#### [DATASET EXTRACT]
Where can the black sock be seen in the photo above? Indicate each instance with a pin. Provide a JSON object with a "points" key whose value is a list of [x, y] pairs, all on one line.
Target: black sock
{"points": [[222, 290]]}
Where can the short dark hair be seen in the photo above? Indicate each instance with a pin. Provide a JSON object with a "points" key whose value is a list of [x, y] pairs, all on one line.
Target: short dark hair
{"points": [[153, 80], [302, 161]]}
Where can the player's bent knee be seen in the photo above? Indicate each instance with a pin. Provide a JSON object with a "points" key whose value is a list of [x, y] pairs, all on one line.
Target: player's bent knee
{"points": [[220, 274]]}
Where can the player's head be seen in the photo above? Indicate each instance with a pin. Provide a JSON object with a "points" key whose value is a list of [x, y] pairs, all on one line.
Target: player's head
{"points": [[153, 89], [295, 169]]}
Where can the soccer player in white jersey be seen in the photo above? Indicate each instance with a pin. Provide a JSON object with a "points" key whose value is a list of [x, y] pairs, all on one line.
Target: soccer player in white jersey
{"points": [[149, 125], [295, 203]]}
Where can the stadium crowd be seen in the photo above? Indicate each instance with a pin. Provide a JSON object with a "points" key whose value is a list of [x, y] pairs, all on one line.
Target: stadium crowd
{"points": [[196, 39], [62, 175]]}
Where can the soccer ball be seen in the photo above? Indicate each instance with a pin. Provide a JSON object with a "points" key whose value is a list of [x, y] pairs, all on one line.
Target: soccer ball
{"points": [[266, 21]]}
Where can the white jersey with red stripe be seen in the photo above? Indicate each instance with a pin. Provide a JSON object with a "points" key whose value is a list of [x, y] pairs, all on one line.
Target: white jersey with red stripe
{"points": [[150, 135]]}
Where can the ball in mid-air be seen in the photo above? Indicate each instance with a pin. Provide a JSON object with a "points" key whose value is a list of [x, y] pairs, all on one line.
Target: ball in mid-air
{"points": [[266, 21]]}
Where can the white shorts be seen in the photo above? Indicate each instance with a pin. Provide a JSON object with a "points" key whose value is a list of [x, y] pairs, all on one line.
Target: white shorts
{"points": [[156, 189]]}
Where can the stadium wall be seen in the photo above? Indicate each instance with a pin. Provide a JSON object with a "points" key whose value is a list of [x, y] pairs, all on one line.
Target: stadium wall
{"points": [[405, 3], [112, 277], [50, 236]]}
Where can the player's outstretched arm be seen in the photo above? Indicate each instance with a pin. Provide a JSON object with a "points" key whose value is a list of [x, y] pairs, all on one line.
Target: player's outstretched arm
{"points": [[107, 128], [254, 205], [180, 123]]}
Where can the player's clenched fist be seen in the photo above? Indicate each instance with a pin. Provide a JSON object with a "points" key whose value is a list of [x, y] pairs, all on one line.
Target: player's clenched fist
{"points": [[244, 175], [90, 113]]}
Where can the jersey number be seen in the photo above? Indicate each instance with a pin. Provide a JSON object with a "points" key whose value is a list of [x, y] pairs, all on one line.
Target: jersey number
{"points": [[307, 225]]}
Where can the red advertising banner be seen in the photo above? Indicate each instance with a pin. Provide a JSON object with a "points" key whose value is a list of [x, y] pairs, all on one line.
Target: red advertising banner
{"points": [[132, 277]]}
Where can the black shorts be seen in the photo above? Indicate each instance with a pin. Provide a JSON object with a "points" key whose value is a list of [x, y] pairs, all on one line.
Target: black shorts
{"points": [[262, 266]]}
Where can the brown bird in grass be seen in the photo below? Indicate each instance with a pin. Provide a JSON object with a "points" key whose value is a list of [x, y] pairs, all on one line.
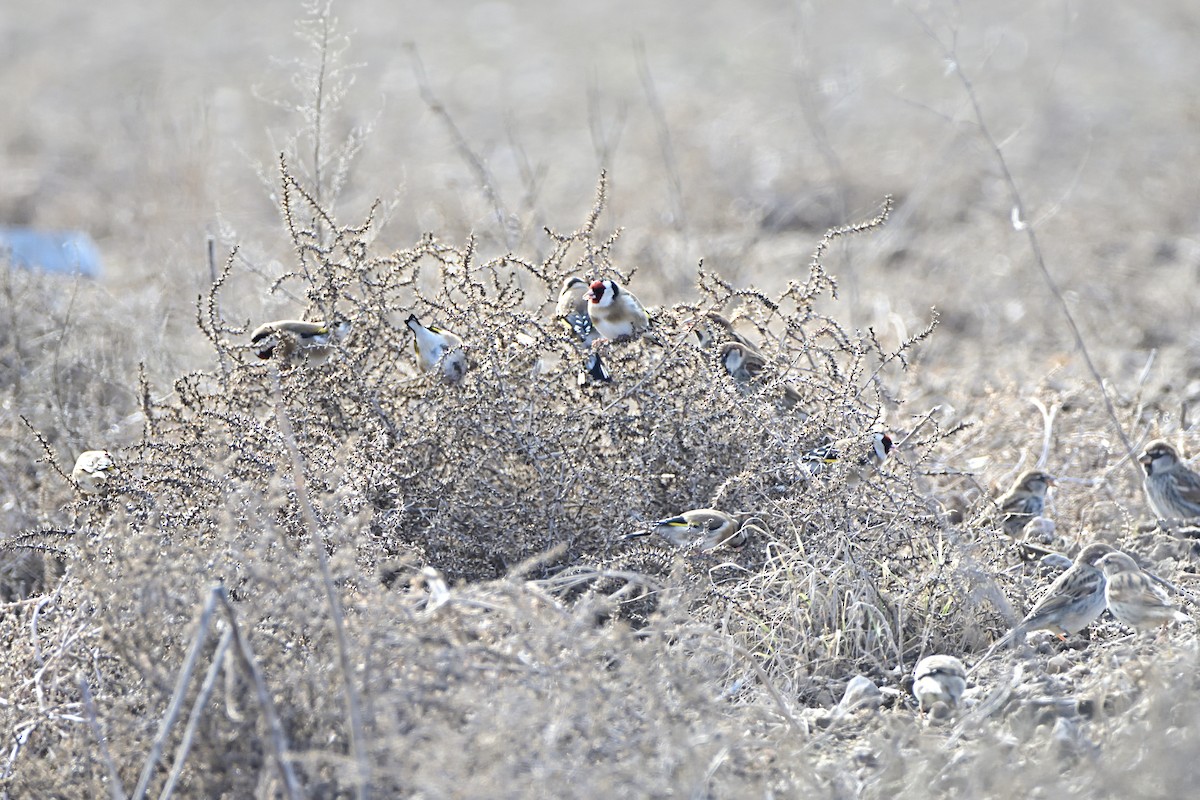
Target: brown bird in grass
{"points": [[1133, 597], [939, 679], [742, 361], [1025, 500], [1073, 601], [1173, 488], [573, 312], [91, 470], [702, 528], [438, 348], [299, 343], [615, 311]]}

#### [INSTRUCTIONS FOR THE TASK]
Rewrite every line of the listing above as a Markdown table with the columns Row and Line, numbering the rows in order and skipping any blank lines. Leave the pictures out.

#### [FULL RESPONSE]
| Row | Line |
|---|---|
| 1 | Where can the black sock be seen in the photo above? Indicate each instance with a pin. Provide a JSON object with a "points" key whose value is a list of [x, y] pairs, all on one line. |
| 2 | Target: black sock |
| 3 | {"points": [[222, 290]]} |
| 4 | Where can the short dark hair be seen in the photo above? Indicate each instance with a pin. Provide a JSON object with a "points" key whose value is a list of [x, y] pairs, all on one line. |
| 5 | Target: short dark hair |
| 6 | {"points": [[153, 80], [302, 161]]} |
| 7 | Where can the player's bent knee be seen in the photo above? Indicate each instance with a pin. Provide a JSON object with a "points" key whose value is a list of [x, y] pairs, all on one line. |
| 8 | Target: player's bent knee |
| 9 | {"points": [[220, 274]]} |
| 10 | Where can the player's head be seen in the photo above? Indicate each instance with a pin. Provide a JSON object with a "points" key whose value is a list of [x, y] pairs, all on one line. |
| 11 | Target: player's head |
| 12 | {"points": [[153, 89], [295, 169]]} |
| 13 | Where can the soccer player in white jersey be seen in the photo above? Indicate each instance with a pin. Provide a JSON object with a "points" key whose value is a list of [x, y] pairs, all on one line. |
| 14 | Target: soccer player in white jersey |
| 15 | {"points": [[149, 125], [295, 203]]} |
| 16 | Where can the stadium crowd be seen in the photo above? Indicate each instance with a pin. Provide a JSON object with a "points" key whose value is a list of [x, y] pairs, all on one line. |
| 17 | Target: stadium crowd |
| 18 | {"points": [[196, 39], [62, 175]]} |
| 19 | Where can the soccer ball be seen in the photo above? Indicate each instance with a pin. Provide a JSON object with a "points" key whose value is a list of [x, y] pairs, all on one line. |
| 20 | Target: soccer ball |
| 21 | {"points": [[266, 21]]} |
| 22 | Where can the white jersey with red stripe be seen in the photo above? Indicate each instance with a pin. Provide a JSON object with a "points" key whose value is a list of [x, y] pairs, all on one line. |
| 23 | Target: white jersey with red stripe |
| 24 | {"points": [[150, 135]]} |
| 25 | Where can the ball in mid-air be seen in the photo above? Indicate each instance with a pin. Provide a JSON object with a "points" key whose value is a list of [x, y] pairs, all on one line. |
| 26 | Target: ball in mid-air |
| 27 | {"points": [[266, 21]]} |
| 28 | Where can the white shorts be seen in the photo above? Indicate each instance with a pin. Provide a JSON object with a "points" key whose value is a list of [x, y] pairs, all on one line. |
| 29 | Target: white shorts |
| 30 | {"points": [[156, 189]]} |
| 31 | Where can the stadium wall be seen in the photo above? Indicate each instance with a pin. Provide a JSON object with a "points" key whose value is a list of [x, y] pairs, all on one line. |
| 32 | Target: stadium wall |
| 33 | {"points": [[405, 3], [112, 277], [50, 236]]} |
| 34 | Where can the player's outstretched arm be seen in the photo above? Indicate each instance with a pin. Provide a JSON object with a "points" key whose value is a list of [x, y] pairs, all on one line. |
| 35 | Target: player's outstretched arm |
| 36 | {"points": [[107, 128], [254, 205], [180, 123]]} |
| 37 | Where can the player's clenched fist be seen in the photo above? Indicate each instance with a pin. Provide a JSON object with a "points" key whose value is a list of [x, y] pairs, all on one line. |
| 38 | Target: player's clenched fist |
| 39 | {"points": [[244, 175], [90, 113]]} |
| 40 | Where can the jersey number be seen in the photo above? Indicate each instance with a pin. Provide a JSON object with a "points" key whose value is a list of [x, y] pairs, all on one line. |
| 41 | Target: jersey number |
| 42 | {"points": [[307, 225]]} |
| 43 | Where can the red advertising banner be seen in the photo above? Indicate each instance with a pin. Provide a JSON object with a "points" key whose value is a list of [x, y] pairs, all on one line. |
| 44 | Target: red advertising banner |
| 45 | {"points": [[132, 277]]} |
| 46 | Where can the black shorts be seen in the photo above? Indicate each instance with a pin. Provide a JSON object with a "points" key whose value is a list of [x, y] pairs, all on one line. |
| 47 | Target: black shorts |
| 48 | {"points": [[262, 266]]} |
| 49 | Where can the brown bird in grass be seen in the photo below? Indicate each instance with a pin. Provide a JSON object with a "points" key whose value is a list of [x, y] pairs, all on one line. |
| 50 | Target: brown bird in grass |
| 51 | {"points": [[1133, 597], [939, 679], [742, 361], [1025, 500], [1073, 601], [1173, 488], [573, 312], [91, 470], [702, 528], [438, 348], [299, 343], [615, 311]]} |